§ Stated task:
Put every line of the entries below into a JSON list of strings, starting at the beginning of the entries and ending at the line that contains "750, 329, 781]]", with one string per line and no blank lines. Leave the pictures out of the list.

§ Provided information:
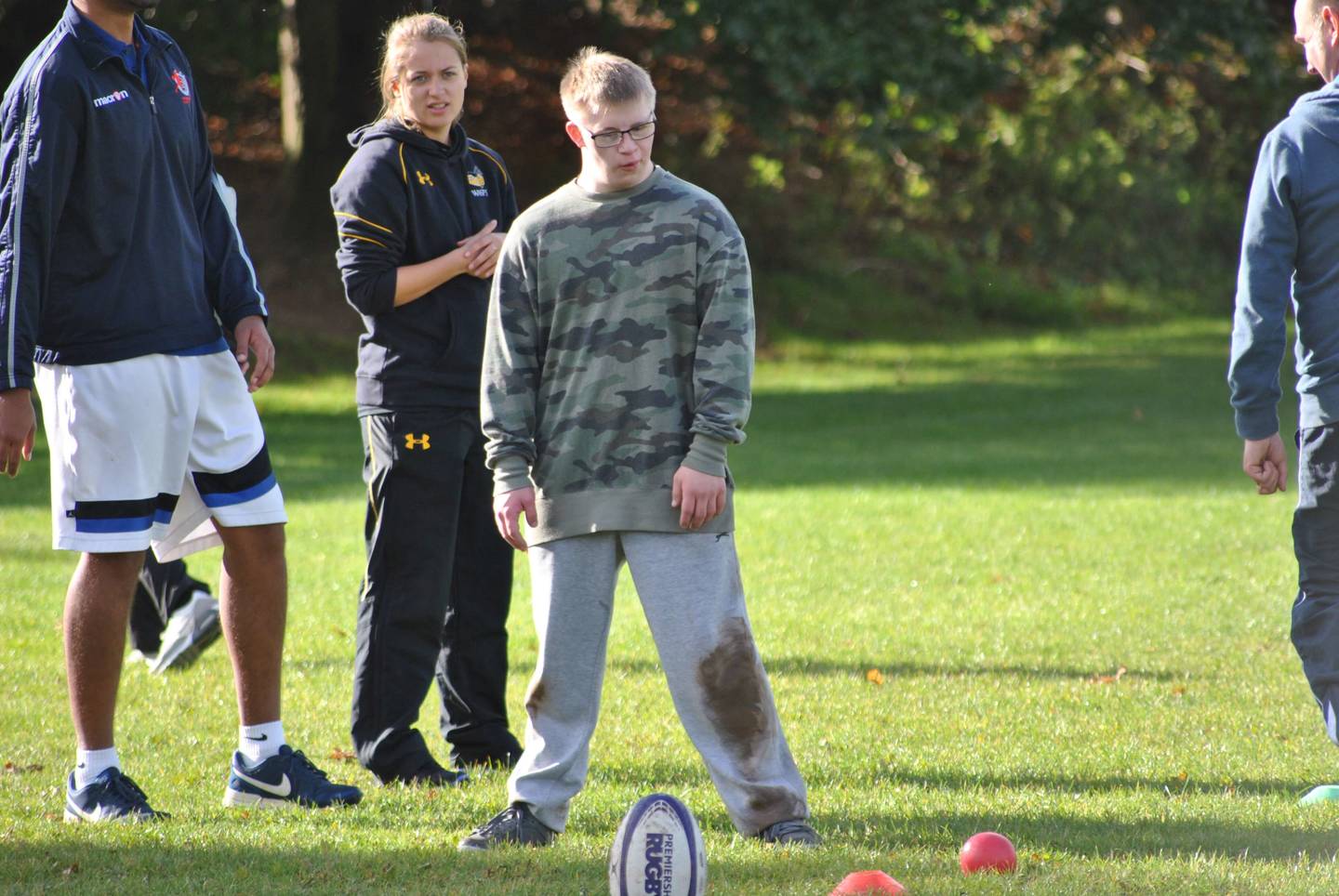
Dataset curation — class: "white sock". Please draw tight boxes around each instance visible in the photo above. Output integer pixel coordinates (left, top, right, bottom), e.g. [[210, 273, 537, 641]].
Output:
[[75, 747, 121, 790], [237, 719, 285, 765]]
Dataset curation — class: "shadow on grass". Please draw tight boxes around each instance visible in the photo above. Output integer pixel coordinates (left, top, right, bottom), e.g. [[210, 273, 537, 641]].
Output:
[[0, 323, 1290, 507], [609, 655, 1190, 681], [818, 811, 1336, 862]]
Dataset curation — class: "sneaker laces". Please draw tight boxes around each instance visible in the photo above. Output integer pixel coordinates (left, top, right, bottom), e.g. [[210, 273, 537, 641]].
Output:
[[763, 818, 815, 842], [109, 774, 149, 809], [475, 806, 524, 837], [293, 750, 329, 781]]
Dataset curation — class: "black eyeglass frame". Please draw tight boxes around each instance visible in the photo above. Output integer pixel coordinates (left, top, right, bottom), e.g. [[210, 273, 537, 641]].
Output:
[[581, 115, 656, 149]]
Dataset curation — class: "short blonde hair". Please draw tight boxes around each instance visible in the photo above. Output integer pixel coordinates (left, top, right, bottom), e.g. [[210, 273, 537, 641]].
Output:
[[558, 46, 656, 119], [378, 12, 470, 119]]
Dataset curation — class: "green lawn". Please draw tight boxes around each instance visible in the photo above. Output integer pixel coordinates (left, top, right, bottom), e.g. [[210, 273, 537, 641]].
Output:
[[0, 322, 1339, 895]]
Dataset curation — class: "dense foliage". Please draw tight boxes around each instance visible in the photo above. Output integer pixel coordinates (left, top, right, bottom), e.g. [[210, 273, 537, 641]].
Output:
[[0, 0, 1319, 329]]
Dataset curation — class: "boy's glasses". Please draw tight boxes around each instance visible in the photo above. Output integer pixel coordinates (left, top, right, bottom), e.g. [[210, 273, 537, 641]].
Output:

§ Written answer:
[
  "Dataset curation — class: \"white sock\". Please draw tight boxes around each instance visible in the photo above. Output integer pixel coordinates (left, top, right, bottom), e.g. [[210, 273, 537, 641]].",
  "Output:",
  "[[75, 747, 121, 790], [237, 719, 285, 765]]",
  "Dataset curation — class: \"shadow on grass\". Please draw tight boxes around each instance visible in the photo above. Output integer pixel coordinates (left, top, right, bottom), e.g. [[210, 273, 537, 641]].",
  "Output:",
  "[[0, 323, 1290, 507], [609, 655, 1190, 681], [818, 811, 1336, 862]]",
  "Dataset curation — class: \"sneaker laces\". Please draw tight boxes around each instance visible in the photo above. Output integer pixel coordinates (left, top, right, bottom), e.g. [[210, 273, 537, 641]].",
  "Output:",
  "[[763, 818, 815, 842], [109, 774, 149, 809], [475, 806, 524, 837], [293, 750, 329, 781]]"
]